EXCERPTED DATA Start Marker

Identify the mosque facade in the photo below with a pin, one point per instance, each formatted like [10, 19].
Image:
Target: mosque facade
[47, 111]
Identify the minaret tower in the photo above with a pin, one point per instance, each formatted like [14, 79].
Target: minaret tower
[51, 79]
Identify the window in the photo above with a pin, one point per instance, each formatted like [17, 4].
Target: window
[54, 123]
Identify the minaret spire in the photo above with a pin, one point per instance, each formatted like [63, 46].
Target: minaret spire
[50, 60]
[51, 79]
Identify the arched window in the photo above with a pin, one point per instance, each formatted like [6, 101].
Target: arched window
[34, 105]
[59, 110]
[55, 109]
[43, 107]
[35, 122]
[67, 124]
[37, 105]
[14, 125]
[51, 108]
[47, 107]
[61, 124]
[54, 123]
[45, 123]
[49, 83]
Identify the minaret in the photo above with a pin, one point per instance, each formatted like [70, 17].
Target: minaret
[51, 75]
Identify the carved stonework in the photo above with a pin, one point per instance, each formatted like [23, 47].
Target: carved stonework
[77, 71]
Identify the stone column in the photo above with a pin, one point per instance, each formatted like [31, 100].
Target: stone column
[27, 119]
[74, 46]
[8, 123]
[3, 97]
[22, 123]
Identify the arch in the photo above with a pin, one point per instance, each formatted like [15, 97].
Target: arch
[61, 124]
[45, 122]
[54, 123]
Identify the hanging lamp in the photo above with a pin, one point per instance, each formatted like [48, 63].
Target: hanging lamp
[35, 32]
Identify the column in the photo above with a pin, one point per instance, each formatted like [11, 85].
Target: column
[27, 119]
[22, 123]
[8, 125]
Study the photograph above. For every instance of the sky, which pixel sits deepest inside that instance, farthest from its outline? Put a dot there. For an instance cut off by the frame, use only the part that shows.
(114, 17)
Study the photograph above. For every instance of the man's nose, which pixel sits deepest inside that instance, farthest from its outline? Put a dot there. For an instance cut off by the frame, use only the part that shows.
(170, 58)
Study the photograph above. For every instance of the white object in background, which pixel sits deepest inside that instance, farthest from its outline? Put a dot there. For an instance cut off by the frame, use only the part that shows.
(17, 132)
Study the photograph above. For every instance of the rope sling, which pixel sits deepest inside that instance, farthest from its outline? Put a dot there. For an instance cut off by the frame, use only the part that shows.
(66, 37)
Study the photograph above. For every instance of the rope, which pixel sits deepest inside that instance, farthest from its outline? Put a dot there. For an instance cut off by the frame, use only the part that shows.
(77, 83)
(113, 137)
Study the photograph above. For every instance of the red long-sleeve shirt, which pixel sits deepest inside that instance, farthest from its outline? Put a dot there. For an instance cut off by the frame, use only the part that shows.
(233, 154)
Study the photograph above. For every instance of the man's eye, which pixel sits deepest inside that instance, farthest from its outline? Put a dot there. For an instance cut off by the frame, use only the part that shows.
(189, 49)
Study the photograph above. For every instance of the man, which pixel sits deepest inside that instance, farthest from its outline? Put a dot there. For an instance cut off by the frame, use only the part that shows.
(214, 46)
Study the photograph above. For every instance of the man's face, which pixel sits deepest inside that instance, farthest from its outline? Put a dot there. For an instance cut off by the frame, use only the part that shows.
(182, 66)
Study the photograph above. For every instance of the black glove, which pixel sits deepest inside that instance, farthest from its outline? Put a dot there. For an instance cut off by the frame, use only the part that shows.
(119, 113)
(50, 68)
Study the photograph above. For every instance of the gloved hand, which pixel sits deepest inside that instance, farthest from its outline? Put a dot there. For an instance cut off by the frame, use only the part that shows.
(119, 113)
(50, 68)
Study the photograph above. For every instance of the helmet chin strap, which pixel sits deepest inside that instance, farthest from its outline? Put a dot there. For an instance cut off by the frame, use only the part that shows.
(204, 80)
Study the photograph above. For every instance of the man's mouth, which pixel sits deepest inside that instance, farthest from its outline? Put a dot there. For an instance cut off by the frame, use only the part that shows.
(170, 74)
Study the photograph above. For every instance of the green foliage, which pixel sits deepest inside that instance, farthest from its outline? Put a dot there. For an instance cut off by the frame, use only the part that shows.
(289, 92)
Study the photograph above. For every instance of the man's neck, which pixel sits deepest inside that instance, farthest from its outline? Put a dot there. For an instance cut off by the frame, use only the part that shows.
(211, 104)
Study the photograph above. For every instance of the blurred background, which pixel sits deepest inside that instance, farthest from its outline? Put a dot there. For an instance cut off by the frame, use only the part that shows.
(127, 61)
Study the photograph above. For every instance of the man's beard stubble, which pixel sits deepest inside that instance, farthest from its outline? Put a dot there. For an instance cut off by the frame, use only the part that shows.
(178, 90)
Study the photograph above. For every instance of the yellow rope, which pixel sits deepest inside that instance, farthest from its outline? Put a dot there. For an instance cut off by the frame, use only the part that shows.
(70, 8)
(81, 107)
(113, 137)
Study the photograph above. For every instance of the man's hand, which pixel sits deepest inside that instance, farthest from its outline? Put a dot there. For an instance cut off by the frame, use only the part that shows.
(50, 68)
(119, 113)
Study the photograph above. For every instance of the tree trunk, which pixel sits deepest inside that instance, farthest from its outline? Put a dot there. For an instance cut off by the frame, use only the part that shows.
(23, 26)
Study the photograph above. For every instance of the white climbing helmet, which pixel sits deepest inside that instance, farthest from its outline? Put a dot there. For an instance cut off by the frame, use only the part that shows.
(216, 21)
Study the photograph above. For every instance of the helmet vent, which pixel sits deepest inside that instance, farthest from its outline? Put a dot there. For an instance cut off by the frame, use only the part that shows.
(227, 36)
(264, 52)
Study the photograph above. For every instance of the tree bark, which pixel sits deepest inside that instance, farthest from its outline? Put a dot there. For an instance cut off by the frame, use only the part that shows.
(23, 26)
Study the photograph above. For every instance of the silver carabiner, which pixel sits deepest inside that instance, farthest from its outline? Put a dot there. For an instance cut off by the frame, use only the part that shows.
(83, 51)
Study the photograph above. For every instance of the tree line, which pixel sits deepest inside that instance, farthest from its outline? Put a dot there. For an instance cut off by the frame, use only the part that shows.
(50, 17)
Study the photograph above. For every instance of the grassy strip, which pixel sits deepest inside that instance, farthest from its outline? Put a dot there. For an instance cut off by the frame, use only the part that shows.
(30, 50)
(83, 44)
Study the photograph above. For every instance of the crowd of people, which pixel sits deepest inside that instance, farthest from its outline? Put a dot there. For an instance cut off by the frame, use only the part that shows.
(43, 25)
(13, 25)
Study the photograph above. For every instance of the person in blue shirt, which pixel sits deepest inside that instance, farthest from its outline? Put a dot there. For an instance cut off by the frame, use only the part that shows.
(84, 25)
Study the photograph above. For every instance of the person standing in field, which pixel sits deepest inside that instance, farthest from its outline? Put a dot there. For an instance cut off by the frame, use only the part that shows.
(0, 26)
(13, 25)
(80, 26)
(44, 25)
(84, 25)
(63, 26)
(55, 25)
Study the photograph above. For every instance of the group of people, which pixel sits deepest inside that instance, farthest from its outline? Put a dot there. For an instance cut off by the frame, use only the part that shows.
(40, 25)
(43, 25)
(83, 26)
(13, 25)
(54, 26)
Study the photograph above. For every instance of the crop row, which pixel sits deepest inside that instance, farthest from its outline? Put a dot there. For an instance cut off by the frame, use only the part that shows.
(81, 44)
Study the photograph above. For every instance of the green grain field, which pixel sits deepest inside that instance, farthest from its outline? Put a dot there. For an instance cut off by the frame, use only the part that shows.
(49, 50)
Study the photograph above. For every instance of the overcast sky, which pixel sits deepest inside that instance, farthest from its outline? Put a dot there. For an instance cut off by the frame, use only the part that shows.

EXCERPTED DATA End Marker

Extract the complete data, matching each line exactly.

Identify the mosque facade in the photo below with a pin, one point per instance, each formatted like [10, 19].
Image:
Target: mosque facade
[47, 111]
Identify the minaret tower in the photo above with a pin, one point per instance, each formatted like [14, 79].
Target: minaret tower
[51, 79]
Identify the window in the photo above with a pin, one point per instance, each formatted like [17, 4].
Target: window
[54, 123]
Identify the minaret spire in the photo above with a pin, one point per instance, each formatted like [63, 46].
Target: minaret spire
[50, 60]
[51, 79]
Identify the arched window in the photo above with a pin, one point per instance, each formatted like [6, 101].
Target: arched window
[34, 105]
[59, 110]
[55, 109]
[43, 107]
[35, 122]
[67, 124]
[37, 105]
[14, 125]
[51, 108]
[47, 107]
[61, 124]
[54, 123]
[45, 123]
[49, 83]
Identify the minaret in the photo above with a pin, one point per instance, each formatted like [70, 17].
Target: minaret
[51, 75]
Identify the carved stonework in the photo above with a pin, one point per instance, each formatted like [23, 47].
Target: carved stonework
[77, 71]
Identify the stone column in the photo above with a pin, one point per instance, each formatted like [31, 100].
Target: stone column
[27, 119]
[74, 46]
[8, 123]
[3, 97]
[22, 123]
Identify the arch in the photo above with a pin, one point per instance, each formatted like [15, 97].
Target: arch
[61, 124]
[45, 122]
[54, 123]
Identify the hanging lamp in the photo above with a pin, one point per instance, each formatted like [48, 63].
Target: hanging lamp
[35, 32]
Identify the column in the photo above with a pin, one point per instance, each formatted like [11, 85].
Target: column
[27, 119]
[22, 123]
[8, 125]
Study the photograph above. For every instance of the sky, which pixel sits deepest inside that instance, farthest from its outline? Put a dot there. For an instance cut off by the frame, use only the part that shows.
(114, 17)
Study the photograph above. For every instance of the man's nose, which pixel sits deepest inside that instance, farthest from its outline? Put a dot there. For an instance cut off by the frame, use only the part that shows.
(170, 58)
Study the photograph above. For every instance of the white object in background, which pixel sits deepest inside that instance, farthest from its outline? Put a dot there. For an instance cut off by the frame, use only the part that shows.
(17, 132)
Study the photograph above. For every instance of the rope sling, which pixel sits deepest inside that instance, farthest from its outline? Put a dot there. For an instance cut off by the frame, use only the part that shows.
(66, 37)
Study the photograph above. For every instance of the rope, which pixel sits deepest inside that instance, farthest from its outline? Put a dot there. For an instance cut off by the frame, use only the part that shows.
(77, 83)
(113, 137)
Study the photograph above. For every instance of the red long-sleeve shirt, which pixel sits deepest inside that instance, farthest from its outline? Put a dot there. For an instance cut off by the frame, use only the part that shows.
(233, 154)
Study the photograph above. For every instance of the man's eye, which pixel sits deepest inside that instance, farthest from its outline? Put a dot there. For an instance cut off by the frame, use only the part that shows.
(189, 49)
Study the photograph above. For every instance of the man, which pixel sits deepest inside that instance, farthest from its outline? Put a dot there. For an instance cut off by the frame, use only the part that shows.
(214, 46)
Study the photograph above. For every instance of the man's face, which pixel sits deepest inside that instance, farthest from its outline? Put a dot there. For an instance cut off by the frame, use only the part that shows.
(182, 66)
Study the photograph above. For every instance of the black glove, which pixel sits deepest inside that instance, farthest from its outline? Put a dot there. For an instance cut off by the frame, use only the part that shows.
(119, 113)
(50, 68)
Study the photograph above. For every instance of the gloved hand, which pixel sits deepest inside that instance, farthest from its outline? Put a dot there. For an instance cut off by the frame, use only the part that shows.
(119, 113)
(50, 68)
Study the photograph above. For every instance of the helmet chin strap, which pixel sits deepest inside that instance, farthest from its outline? Put a dot there. For an instance cut off by the frame, use only the part that shows.
(204, 80)
Study the photograph above. For every instance of the man's mouth, which pixel sits deepest inside that instance, farthest from its outline? Put a dot there. For an instance cut off by the frame, use only the part that shows.
(170, 74)
Study the photograph above. For every instance of the green foliage, which pixel sits deepest inside that instance, farthest from its outline? Put a dot there. For an instance cut off by the frame, use only the part that shows.
(289, 92)
Study the photograph above. For every instance of the man's neck, which pixel sits deepest inside that instance, farthest from its outline? Put a dot there. For an instance cut off by the frame, use only the part that shows.
(211, 104)
Study the photograph above. For every instance of the blurred background, which pixel sits deepest inside that instance, farthest from its outline? Put a dot there. For an instance cut off by the frame, use only the part that shows.
(127, 61)
Study the photograph above. For every instance of the man's beard stubble, which pixel sits deepest inside that instance, farthest from its outline? Put a dot there. For an instance cut off by the frame, use only the part that shows.
(178, 90)
Study the photograph above. For every instance of the yellow rope, which pixel sits deepest inside that instance, farthest from its outline? Put a dot there. For an instance cut off by the frame, use only the part that shows.
(70, 8)
(81, 107)
(113, 137)
Study the photograph above. For every instance of the man's hand, which pixel sits deepest inside that instance, farthest from its outline? Put a dot there. For an instance cut off by the frame, use only the part that shows.
(50, 68)
(119, 113)
Study the photograph above. For every instance of the tree trunk, which pixel sits deepest inside that instance, farthest from its outline? Put a dot there. For an instance cut off by the frame, use only the part that shows.
(23, 26)
Study the photograph above. For every instance of the white climbing helmet, which pixel sits deepest inside that instance, farthest from its outline? Put a dot there. For an instance cut off by the frame, use only the part that shows.
(216, 21)
Study the photograph above. For every instance of the helmet vent, which pixel sits deepest inside that instance, farthest from its outline? Put a dot there. For an instance cut off by the frame, use only the part that shows.
(227, 36)
(264, 52)
Study the photograph above. For every instance of the tree bark, which pixel sits deepest inside that instance, farthest from its outline? Put a dot there. For an instance cut off by the frame, use only the part that shows.
(23, 26)
Study the photograph above. For every instance of the silver carabiner, which pixel sits deepest inside that instance, farthest from its outline? Put a dot there. For an instance cut off by the frame, use only the part that shows.
(83, 51)
Study the photograph above. For every instance of the tree line, which pixel sits deepest inside that instance, farthest from its outline? Put a dot there. For an instance cut off by the frame, use only the part that shows.
(50, 17)
Study the photograph above. For every instance of the grassy strip, which pixel sits deepest inside that instance, farthest from its outline? Put a dot there. For an instance cut off by the frame, use only the part that shows.
(30, 50)
(83, 44)
Study the photograph above. For every instance of the crowd of people, which pixel sits deepest inside that instance, farthest from its outline? Put a dot there. For an instance cut off by the frame, use only the part that shows.
(43, 25)
(13, 25)
Study the photograph above. For every instance of the person in blue shirt, which pixel sits deepest inside that instance, farthest from its outline? Put a dot there. For an instance cut off by the frame, use only the part that shows.
(84, 25)
Study the photograph above. For every instance of the person standing in field, which pixel sits deepest inside that instance, farthest from its outline? Put a dot there. For an instance cut off by the frame, use only the part that shows.
(0, 26)
(13, 25)
(80, 26)
(44, 25)
(84, 25)
(63, 26)
(55, 25)
Study the photograph above. For every instance of the group of people, which pixel sits deepest inside that instance, farthest from its outline? Put a dot there. For an instance cut off by the frame, use only the part that shows.
(40, 25)
(43, 25)
(83, 26)
(13, 25)
(54, 26)
Study the photograph above. For every instance of the crop row, which pixel sits deepest inside that instance, farthest from its outline? Put a dot there. For an instance cut off by the frame, use only the part that shows.
(81, 44)
Study the photograph above. For every instance of the green grain field, which pixel sits deepest inside that instance, farthest from its outline? Put a dot there. For an instance cut off by the frame, use only the part that shows.
(49, 50)
Study the photograph above. For every instance of the overcast sky, which pixel sits deepest inside that instance, farthest from its outline? Put a dot there. For an instance cut off by the frame, use only the part that shows.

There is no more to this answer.